• _TEXT PROVIDED_
● ● ● ●

When he was 6, she took him to task over a repeated offense. “Steve, I can’t understand why you did it,” Mrs. Baltz said.

“I’ll tell you one thing,” the boy answered. “The devil got at me early today!”

There was a bit of deviltry in Stephen, which allowed his cousin William M. Baltz of St. Petersburg, who was known in the family as Billy, to distinguish him from Steve’s brother, William A. Baltz (Willy), and Steve’s father, William S. Baltz (Stan). “Generally,” Billy Baltz said, “it didn’t come out unless I was around.”

Randee often bore the brunt, since she was just old enough to want to tag along when Billy and Steve went off to the woods to build forts. Yes, they would let her get lost. Yes, tears were a distinct possibility.

But Randee Kadziel, who now lives in Park City, Utah, recalled Steve as much more than her tormentor.

“He was almost my twin brother,” she wrote in a seventh-grade essay in January 1963, two years after Steve’s death. “Everybody said we looked exactly alike. (Even though we were about two years different.) You see, my brother will always be in my heart, wherever I go.”

Steve included her in his projects, she said, as long as his friends weren’t around. And he was so protective. “There was a bully in our neighborhood who always said mean things to me,” she recalled. “Steve confronted him — and that took care of that.”

Ms. Quillen, who was raised Catholic, remembered him springing into action on another occasion. “There were boys in the yard making detrimental remarks about Catholics,” she said, “and he beat them up, because his cousins were Catholic. My mother was delighted.”

Of course, even Superman needed his Fortress of Solitude.

“Steve’s room was a wondrous place for me, though I was forbidden to go into it on my own,” his brother William recalled in an essay written for City Room, “A Little Brother Remembers.” Penalties for unauthorized entry included being chased around the house, Ms. Kadziel remembered. But once inside that sanctum: oh, the wonders.

● ● ● ●

Recorded data:
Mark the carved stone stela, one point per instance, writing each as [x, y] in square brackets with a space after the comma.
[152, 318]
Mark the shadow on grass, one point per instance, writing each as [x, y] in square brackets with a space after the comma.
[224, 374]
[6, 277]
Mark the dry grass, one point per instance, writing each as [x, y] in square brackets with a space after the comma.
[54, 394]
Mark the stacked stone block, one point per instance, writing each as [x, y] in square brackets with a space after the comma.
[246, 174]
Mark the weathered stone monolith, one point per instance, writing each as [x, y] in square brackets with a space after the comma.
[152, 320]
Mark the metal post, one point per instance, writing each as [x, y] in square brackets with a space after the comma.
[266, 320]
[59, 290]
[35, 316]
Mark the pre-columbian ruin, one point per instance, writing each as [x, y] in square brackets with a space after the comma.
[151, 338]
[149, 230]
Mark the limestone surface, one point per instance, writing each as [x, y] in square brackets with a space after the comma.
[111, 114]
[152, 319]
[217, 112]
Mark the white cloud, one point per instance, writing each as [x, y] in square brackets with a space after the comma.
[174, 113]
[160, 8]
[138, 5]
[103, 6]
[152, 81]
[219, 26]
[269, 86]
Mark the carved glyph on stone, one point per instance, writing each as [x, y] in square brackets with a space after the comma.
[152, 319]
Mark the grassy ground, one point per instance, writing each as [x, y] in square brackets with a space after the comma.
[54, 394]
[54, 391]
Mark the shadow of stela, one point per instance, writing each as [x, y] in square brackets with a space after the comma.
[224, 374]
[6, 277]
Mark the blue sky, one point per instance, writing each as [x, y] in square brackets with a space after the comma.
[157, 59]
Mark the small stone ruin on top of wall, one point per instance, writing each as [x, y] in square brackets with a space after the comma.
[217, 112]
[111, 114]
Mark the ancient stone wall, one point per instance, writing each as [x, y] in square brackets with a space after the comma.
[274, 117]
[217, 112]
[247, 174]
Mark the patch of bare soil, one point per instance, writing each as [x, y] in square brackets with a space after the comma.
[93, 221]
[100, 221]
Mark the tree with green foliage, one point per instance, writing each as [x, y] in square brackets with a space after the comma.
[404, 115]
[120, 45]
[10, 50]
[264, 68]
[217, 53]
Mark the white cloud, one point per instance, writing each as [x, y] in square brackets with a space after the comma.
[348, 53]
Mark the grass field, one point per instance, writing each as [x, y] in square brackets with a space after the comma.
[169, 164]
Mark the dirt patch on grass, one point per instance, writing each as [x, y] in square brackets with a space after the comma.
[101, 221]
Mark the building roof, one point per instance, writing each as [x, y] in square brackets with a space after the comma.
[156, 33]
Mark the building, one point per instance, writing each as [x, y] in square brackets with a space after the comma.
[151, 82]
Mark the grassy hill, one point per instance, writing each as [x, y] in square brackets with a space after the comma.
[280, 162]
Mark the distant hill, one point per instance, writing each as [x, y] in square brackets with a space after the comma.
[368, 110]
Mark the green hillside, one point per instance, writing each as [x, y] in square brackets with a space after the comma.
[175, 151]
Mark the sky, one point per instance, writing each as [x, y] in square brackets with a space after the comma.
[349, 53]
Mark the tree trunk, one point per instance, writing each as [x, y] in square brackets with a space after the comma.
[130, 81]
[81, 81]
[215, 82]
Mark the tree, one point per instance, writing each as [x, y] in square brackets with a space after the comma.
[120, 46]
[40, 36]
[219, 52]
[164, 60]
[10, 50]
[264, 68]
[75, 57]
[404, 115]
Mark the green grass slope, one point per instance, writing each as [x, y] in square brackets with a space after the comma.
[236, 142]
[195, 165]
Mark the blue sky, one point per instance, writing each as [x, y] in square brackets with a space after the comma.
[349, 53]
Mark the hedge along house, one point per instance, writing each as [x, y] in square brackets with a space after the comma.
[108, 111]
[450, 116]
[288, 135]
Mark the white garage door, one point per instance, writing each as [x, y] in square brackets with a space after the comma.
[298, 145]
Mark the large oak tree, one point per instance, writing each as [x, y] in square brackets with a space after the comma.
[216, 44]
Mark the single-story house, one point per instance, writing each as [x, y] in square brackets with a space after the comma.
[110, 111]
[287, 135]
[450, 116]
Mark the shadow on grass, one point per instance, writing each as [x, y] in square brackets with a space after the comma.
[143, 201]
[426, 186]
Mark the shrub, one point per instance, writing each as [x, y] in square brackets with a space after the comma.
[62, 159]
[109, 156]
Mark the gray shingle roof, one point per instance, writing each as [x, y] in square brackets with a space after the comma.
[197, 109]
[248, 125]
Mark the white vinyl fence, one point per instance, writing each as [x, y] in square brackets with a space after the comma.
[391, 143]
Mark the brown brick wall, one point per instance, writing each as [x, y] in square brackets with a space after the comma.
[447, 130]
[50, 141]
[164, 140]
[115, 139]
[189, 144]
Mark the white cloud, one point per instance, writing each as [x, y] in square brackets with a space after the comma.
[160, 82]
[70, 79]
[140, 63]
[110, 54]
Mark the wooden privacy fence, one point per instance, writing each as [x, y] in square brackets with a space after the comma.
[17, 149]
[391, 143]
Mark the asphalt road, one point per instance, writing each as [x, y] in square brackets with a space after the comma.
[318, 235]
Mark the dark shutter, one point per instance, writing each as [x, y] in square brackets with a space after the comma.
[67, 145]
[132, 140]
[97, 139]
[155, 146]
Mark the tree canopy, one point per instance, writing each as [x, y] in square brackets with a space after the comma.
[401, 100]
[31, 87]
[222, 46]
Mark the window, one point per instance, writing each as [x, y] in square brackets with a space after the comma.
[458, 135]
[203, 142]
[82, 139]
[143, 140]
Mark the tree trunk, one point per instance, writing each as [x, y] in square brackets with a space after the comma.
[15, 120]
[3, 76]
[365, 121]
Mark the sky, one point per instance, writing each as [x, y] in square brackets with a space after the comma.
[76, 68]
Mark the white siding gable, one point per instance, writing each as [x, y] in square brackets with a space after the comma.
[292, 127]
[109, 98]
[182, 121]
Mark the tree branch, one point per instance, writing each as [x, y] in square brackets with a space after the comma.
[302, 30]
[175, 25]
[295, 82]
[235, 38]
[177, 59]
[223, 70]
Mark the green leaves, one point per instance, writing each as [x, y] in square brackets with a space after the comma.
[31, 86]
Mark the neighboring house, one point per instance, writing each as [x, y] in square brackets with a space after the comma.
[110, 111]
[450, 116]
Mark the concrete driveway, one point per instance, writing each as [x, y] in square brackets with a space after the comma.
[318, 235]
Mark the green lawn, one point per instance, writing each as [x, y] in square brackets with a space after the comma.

● ● ● ●

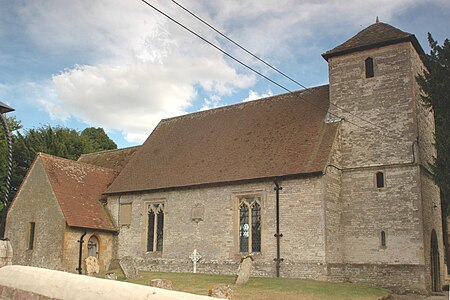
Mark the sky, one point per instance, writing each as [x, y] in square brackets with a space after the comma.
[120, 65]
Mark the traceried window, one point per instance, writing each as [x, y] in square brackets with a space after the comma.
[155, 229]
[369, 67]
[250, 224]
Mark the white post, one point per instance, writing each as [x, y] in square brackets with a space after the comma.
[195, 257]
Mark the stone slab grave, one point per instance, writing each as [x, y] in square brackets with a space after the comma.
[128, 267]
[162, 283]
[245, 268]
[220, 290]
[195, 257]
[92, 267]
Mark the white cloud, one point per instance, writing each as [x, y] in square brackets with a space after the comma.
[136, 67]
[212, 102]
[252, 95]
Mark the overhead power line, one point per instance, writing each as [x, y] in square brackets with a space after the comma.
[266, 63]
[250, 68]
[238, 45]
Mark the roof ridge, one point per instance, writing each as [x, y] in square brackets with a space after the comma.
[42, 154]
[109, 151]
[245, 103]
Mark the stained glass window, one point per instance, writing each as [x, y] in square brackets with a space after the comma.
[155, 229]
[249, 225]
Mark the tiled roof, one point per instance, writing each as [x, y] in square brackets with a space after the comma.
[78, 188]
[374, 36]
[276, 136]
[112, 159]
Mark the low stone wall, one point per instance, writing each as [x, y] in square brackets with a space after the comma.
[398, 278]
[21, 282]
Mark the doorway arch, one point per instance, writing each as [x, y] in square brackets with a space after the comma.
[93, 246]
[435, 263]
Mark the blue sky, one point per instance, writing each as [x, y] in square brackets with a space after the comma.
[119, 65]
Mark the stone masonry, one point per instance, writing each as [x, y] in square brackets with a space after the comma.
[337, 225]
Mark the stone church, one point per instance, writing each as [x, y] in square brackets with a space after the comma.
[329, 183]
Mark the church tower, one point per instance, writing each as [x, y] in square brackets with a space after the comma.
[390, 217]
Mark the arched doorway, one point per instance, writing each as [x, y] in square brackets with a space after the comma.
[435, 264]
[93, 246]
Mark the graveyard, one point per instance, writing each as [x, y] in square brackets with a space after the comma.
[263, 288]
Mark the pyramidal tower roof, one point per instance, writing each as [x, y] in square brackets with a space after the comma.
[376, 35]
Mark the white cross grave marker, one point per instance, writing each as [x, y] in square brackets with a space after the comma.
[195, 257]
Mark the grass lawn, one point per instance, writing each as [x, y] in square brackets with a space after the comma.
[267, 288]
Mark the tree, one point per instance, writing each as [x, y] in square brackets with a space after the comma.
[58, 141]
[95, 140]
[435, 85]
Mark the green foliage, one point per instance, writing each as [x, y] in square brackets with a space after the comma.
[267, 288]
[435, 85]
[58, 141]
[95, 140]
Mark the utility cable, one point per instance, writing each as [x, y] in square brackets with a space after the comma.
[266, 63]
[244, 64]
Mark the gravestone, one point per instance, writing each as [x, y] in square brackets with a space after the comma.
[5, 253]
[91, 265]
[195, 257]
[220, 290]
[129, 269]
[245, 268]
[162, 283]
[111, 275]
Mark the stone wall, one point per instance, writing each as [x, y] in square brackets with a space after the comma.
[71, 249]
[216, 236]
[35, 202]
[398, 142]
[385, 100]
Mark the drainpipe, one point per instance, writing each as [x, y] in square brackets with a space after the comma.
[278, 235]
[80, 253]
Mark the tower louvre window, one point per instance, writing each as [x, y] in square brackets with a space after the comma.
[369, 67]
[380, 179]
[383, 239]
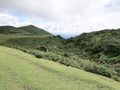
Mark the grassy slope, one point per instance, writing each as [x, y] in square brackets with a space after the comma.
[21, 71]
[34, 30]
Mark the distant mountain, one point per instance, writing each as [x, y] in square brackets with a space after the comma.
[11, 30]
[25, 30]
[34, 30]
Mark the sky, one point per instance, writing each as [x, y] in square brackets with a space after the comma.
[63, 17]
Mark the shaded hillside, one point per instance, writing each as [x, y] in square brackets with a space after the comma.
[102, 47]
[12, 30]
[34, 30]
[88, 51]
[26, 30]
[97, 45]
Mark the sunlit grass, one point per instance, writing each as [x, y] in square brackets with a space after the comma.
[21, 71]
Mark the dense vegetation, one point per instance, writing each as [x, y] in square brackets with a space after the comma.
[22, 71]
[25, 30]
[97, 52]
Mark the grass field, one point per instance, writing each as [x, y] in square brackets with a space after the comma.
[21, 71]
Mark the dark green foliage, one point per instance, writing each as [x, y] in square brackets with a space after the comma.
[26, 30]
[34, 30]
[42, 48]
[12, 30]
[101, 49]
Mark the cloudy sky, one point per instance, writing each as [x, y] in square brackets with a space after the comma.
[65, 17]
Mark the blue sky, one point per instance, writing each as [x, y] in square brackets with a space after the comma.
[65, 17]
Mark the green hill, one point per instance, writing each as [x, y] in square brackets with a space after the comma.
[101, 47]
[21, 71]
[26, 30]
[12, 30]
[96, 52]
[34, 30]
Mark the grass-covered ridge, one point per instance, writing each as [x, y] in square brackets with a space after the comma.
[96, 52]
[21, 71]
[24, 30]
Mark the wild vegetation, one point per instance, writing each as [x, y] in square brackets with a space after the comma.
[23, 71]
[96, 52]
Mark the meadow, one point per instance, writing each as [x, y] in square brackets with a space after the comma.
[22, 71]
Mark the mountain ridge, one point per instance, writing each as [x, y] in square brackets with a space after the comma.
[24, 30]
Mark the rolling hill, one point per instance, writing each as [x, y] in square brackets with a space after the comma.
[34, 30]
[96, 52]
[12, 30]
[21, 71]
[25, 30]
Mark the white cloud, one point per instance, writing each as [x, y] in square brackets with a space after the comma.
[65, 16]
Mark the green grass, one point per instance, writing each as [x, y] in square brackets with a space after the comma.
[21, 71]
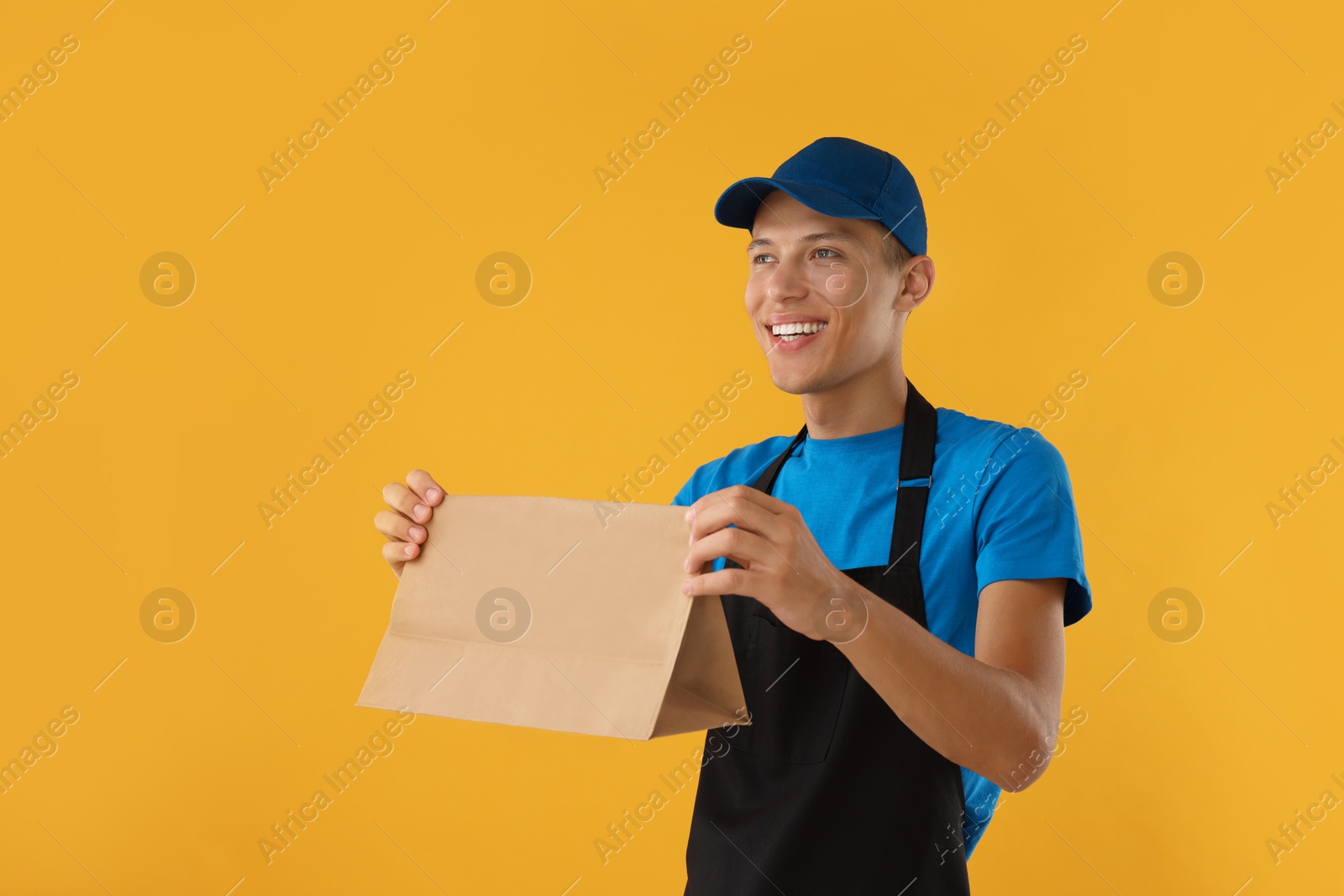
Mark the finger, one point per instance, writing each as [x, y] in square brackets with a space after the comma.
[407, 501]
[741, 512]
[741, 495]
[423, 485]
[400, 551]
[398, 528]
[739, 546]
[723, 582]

● ● ● ●

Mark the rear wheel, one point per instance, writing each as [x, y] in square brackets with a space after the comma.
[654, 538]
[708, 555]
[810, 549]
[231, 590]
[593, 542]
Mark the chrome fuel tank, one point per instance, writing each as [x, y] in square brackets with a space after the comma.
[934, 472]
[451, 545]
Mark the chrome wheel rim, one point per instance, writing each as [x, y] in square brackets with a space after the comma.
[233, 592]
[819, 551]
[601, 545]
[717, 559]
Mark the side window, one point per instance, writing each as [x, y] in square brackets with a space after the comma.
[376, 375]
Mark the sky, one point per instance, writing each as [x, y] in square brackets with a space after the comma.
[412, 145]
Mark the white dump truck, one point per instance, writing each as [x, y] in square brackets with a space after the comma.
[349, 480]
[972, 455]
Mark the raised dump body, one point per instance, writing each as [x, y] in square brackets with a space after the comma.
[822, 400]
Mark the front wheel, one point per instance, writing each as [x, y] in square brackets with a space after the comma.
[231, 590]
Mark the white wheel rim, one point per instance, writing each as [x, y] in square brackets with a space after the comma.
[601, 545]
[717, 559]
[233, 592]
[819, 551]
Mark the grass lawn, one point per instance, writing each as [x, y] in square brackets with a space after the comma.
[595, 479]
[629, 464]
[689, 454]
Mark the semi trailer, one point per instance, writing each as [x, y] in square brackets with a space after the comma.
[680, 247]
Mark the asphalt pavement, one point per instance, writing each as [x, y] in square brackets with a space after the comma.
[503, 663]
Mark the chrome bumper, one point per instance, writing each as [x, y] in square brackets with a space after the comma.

● ● ● ●

• _TASK DESCRIPTION_
Set down the whole text about Steve Baltz's childhood exactly as it appears, word for word. The recorded data has nothing to do with what is asked here.

• _SOLUTION TO THE EXERCISE_
When he was 6, she took him to task over a repeated offense. “Steve, I can’t understand why you did it,” Mrs. Baltz said.

“I’ll tell you one thing,” the boy answered. “The devil got at me early today!”

There was a bit of deviltry in Stephen, which allowed his cousin William M. Baltz of St. Petersburg, who was known in the family as Billy, to distinguish him from Steve’s brother, William A. Baltz (Willy), and Steve’s father, William S. Baltz (Stan). “Generally,” Billy Baltz said, “it didn’t come out unless I was around.”

Randee often bore the brunt, since she was just old enough to want to tag along when Billy and Steve went off to the woods to build forts. Yes, they would let her get lost. Yes, tears were a distinct possibility.

But Randee Kadziel, who now lives in Park City, Utah, recalled Steve as much more than her tormentor.

“He was almost my twin brother,” she wrote in a seventh-grade essay in January 1963, two years after Steve’s death. “Everybody said we looked exactly alike. (Even though we were about two years different.) You see, my brother will always be in my heart, wherever I go.”

Steve included her in his projects, she said, as long as his friends weren’t around. And he was so protective. “There was a bully in our neighborhood who always said mean things to me,” she recalled. “Steve confronted him — and that took care of that.”

Ms. Quillen, who was raised Catholic, remembered him springing into action on another occasion. “There were boys in the yard making detrimental remarks about Catholics,” she said, “and he beat them up, because his cousins were Catholic. My mother was delighted.”

Of course, even Superman needed his Fortress of Solitude.

“Steve’s room was a wondrous place for me, though I was forbidden to go into it on my own,” his brother William recalled in an essay written for City Room, “A Little Brother Remembers.” Penalties for unauthorized entry included being chased around the house, Ms. Kadziel remembered. But once inside that sanctum: oh, the wonders.